(PROMPT) Look below for the line containing "Give the innermost point of each instance of the stone block" and the line containing "stone building, as pixel coordinates."; repeat exactly those two lines and all lines between them, and nothing else.

(PROVIDED ENTRIES)
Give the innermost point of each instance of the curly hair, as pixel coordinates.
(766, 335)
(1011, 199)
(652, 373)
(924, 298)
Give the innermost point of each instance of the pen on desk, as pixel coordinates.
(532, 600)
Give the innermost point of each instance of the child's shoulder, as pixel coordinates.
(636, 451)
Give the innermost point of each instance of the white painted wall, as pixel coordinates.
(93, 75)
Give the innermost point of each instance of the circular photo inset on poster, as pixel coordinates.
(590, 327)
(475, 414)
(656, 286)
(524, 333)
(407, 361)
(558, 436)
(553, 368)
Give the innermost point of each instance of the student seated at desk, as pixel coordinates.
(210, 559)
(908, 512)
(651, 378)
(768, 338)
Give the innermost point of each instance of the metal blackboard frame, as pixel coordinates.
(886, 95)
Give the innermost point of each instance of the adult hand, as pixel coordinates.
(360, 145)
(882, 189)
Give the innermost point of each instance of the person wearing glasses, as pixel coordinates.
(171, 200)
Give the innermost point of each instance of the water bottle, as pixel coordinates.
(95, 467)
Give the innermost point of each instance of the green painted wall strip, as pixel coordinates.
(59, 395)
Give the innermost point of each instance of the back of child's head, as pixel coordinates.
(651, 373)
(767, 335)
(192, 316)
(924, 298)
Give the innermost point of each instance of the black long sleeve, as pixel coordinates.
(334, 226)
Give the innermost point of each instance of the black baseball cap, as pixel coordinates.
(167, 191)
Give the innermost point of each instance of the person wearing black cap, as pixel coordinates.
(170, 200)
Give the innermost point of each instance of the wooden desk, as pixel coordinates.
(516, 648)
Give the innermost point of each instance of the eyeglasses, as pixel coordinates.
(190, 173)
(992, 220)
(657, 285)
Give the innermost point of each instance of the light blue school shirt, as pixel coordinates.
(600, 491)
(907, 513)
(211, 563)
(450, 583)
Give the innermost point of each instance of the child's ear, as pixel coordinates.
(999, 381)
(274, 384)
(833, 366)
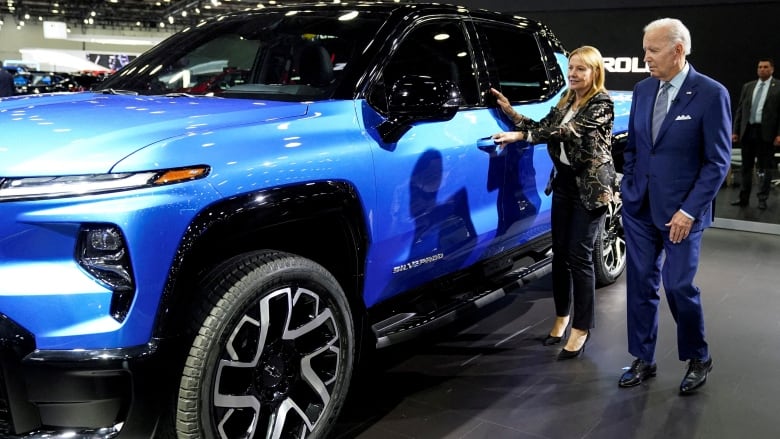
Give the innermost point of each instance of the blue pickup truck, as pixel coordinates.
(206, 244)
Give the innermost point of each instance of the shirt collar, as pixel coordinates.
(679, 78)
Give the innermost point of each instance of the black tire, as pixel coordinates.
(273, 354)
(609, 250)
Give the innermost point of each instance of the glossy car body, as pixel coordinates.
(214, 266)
---
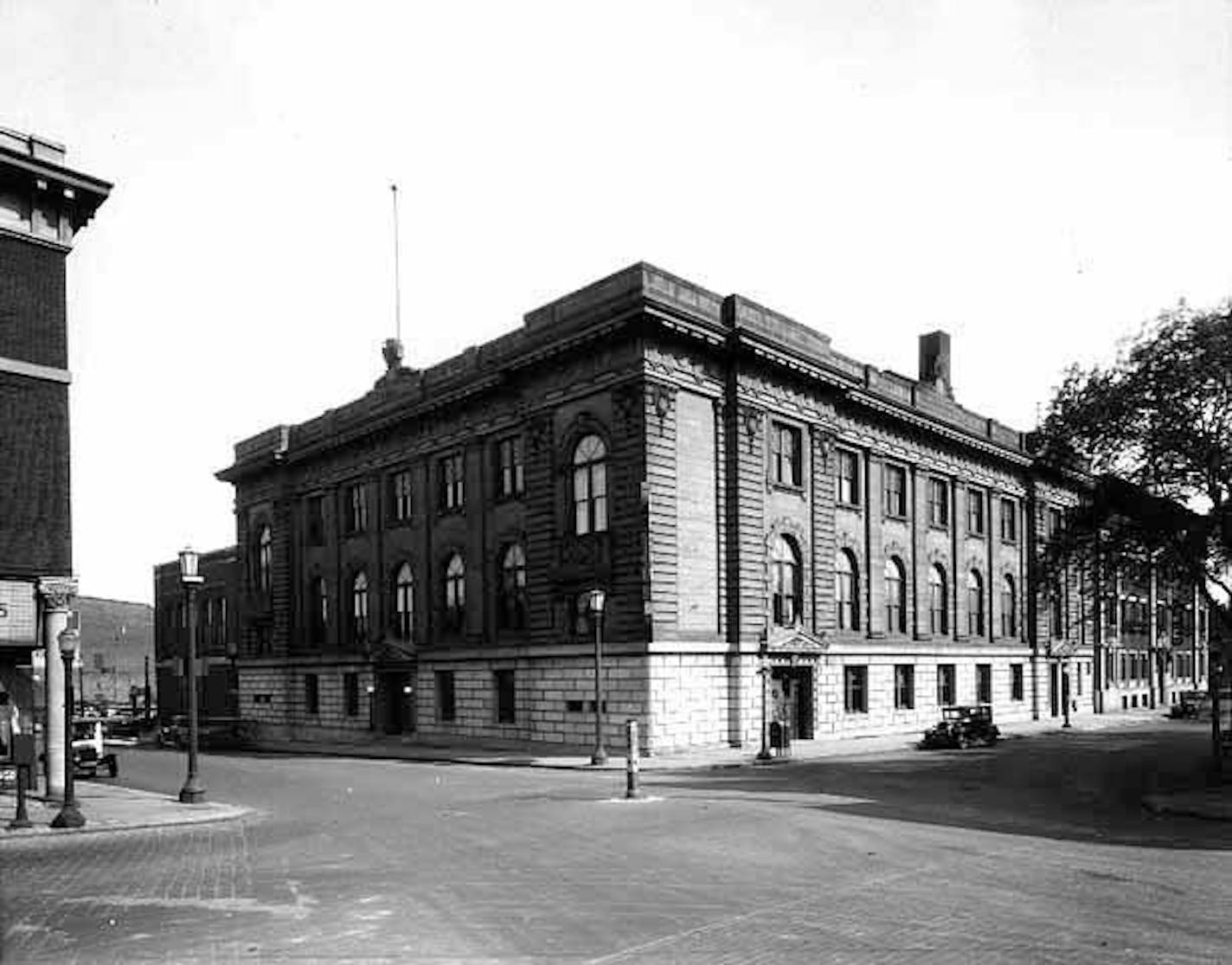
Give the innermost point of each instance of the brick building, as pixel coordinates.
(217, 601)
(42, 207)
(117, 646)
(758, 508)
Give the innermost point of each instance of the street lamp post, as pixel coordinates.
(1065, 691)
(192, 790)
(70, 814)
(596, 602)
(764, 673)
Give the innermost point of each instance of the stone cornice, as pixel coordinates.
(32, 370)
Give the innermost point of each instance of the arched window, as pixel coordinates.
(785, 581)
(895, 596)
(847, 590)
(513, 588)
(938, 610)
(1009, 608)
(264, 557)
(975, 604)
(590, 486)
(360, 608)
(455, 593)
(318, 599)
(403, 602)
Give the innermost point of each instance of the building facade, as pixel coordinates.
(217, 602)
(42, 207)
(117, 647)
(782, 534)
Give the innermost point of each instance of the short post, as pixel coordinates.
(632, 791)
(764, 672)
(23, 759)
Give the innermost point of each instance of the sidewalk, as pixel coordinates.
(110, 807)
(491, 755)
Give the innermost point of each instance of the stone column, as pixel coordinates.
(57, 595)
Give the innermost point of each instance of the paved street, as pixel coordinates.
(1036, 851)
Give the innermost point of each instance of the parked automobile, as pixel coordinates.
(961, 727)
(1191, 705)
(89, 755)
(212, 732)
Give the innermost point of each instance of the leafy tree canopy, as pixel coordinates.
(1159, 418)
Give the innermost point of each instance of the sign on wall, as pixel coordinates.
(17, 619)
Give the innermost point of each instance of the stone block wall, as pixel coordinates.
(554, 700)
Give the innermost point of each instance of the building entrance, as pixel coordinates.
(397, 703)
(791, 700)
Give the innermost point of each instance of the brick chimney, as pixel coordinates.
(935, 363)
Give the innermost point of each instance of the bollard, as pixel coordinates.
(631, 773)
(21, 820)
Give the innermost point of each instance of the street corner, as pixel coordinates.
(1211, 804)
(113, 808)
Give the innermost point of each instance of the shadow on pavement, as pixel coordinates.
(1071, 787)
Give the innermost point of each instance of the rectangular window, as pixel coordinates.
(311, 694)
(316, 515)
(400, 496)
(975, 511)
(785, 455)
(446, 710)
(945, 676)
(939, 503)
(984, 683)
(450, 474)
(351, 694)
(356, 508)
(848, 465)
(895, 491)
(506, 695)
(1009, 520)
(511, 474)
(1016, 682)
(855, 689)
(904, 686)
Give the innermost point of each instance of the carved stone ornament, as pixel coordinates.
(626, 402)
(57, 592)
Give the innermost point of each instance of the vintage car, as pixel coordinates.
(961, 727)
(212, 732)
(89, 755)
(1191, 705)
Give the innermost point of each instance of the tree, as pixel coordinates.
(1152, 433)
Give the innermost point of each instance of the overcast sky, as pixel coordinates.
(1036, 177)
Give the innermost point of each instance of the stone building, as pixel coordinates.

(TASK ANSWER)
Give the innermost point of each instance of the stone block wall, as pixel coordinates.
(554, 700)
Give the innermost point of each instance of the building entrance, as pixel coordinates.
(397, 703)
(791, 700)
Give the innermost point of each instance of the brick chimney, as pixel coordinates.
(935, 363)
Give the innermost point of each instance of the bollard, as pixel coordinates.
(631, 773)
(21, 820)
Give the innermost point of each instance of the street corner, as pixel coordinates.
(1211, 804)
(113, 808)
Give the innermost point of each instance of the shadow on pavement, as pixel coordinates.
(1071, 787)
Give the innermost point of each instance of the rectangular window, as pixel coordinates.
(311, 694)
(316, 515)
(400, 496)
(975, 511)
(785, 455)
(446, 710)
(945, 676)
(939, 503)
(984, 683)
(450, 474)
(351, 694)
(356, 508)
(848, 465)
(895, 491)
(506, 695)
(1009, 520)
(511, 474)
(1016, 682)
(855, 689)
(904, 686)
Give the innermost point of each instance of the carved stone ornament, as pixel coordinates.
(626, 402)
(57, 592)
Give the innermost point of each instance of the vintage car, as pixel coordinates.
(961, 727)
(212, 732)
(89, 755)
(1191, 705)
Give the innermost point of each instance of the tree, as pixel coordinates.
(1152, 433)
Give the innermost point of each instance of the overcast sky, as pixel coordinates.
(1036, 177)
Give the innermost point of each instance of the stone building, as pixel coordinates.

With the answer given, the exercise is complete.